- Dataset excerpts

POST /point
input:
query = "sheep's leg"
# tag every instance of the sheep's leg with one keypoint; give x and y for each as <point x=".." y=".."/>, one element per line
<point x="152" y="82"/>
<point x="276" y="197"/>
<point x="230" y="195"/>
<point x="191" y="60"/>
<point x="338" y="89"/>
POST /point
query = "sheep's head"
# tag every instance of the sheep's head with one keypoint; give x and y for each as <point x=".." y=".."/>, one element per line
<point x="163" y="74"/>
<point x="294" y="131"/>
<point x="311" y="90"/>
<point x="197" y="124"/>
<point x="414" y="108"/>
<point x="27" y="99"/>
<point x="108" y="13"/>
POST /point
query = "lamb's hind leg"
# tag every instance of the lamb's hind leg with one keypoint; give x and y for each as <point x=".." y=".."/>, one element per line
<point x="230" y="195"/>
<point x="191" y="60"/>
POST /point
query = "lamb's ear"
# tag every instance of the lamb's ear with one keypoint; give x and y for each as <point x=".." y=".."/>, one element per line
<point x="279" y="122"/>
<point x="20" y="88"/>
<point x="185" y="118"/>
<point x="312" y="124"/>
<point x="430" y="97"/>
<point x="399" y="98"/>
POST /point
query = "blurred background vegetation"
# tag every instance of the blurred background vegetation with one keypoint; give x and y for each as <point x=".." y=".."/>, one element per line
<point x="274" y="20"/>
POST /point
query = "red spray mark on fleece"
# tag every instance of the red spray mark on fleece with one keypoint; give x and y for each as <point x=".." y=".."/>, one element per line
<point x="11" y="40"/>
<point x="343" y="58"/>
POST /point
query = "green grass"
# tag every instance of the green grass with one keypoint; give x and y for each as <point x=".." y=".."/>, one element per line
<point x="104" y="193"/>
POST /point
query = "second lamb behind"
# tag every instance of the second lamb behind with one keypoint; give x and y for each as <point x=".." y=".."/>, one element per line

- Problem
Print every line of the material above verbatim, from the first line to the last.

- Written reply
POST /point
input:
query = "sheep's leg"
# tag every instance of the sheep's leg with one keypoint; give x and y for each as <point x=".." y=".."/>, one element per line
<point x="152" y="82"/>
<point x="276" y="197"/>
<point x="230" y="195"/>
<point x="191" y="60"/>
<point x="338" y="89"/>
POST /point
query = "sheep's head"
# tag every instance of the sheep's head with one keypoint; give x and y for each as <point x=".." y=".."/>, one element per line
<point x="163" y="74"/>
<point x="294" y="131"/>
<point x="311" y="90"/>
<point x="197" y="124"/>
<point x="414" y="108"/>
<point x="27" y="99"/>
<point x="108" y="13"/>
POST /point
query = "lamb's hind leg"
# tag every instance of the lamb's hind leg with one keypoint; give x and y for each as <point x=".." y=".."/>, one element per line
<point x="230" y="195"/>
<point x="191" y="60"/>
POST /point
query = "lamb's ear"
# tag every instance of the lamb's ear with one keypoint; give x and y for each as <point x=".." y=".."/>, one element per line
<point x="279" y="122"/>
<point x="20" y="88"/>
<point x="185" y="118"/>
<point x="312" y="124"/>
<point x="430" y="97"/>
<point x="399" y="98"/>
POST /point
query = "blurred background vegetation"
# tag every instance of the blurred background vegetation with one keypoint; give x and y for each as <point x=".." y=".."/>, one element per line
<point x="274" y="20"/>
POST /point
query = "red spray mark on fleece"
# tag every instance of the red spray mark on fleece with one keypoint; give x and y for each as <point x=".." y=".."/>, one element per line
<point x="11" y="40"/>
<point x="343" y="58"/>
POST /point
query = "green grass"
# tag every instance of the green grass with one keypoint; give x and y for each as <point x=".." y=".."/>, one element per line
<point x="104" y="193"/>
POST /point
query = "second lamb behind"
# tag every instance of the second lamb behind with one keypoint; give x and y for each as <point x=".." y=".."/>, one element per line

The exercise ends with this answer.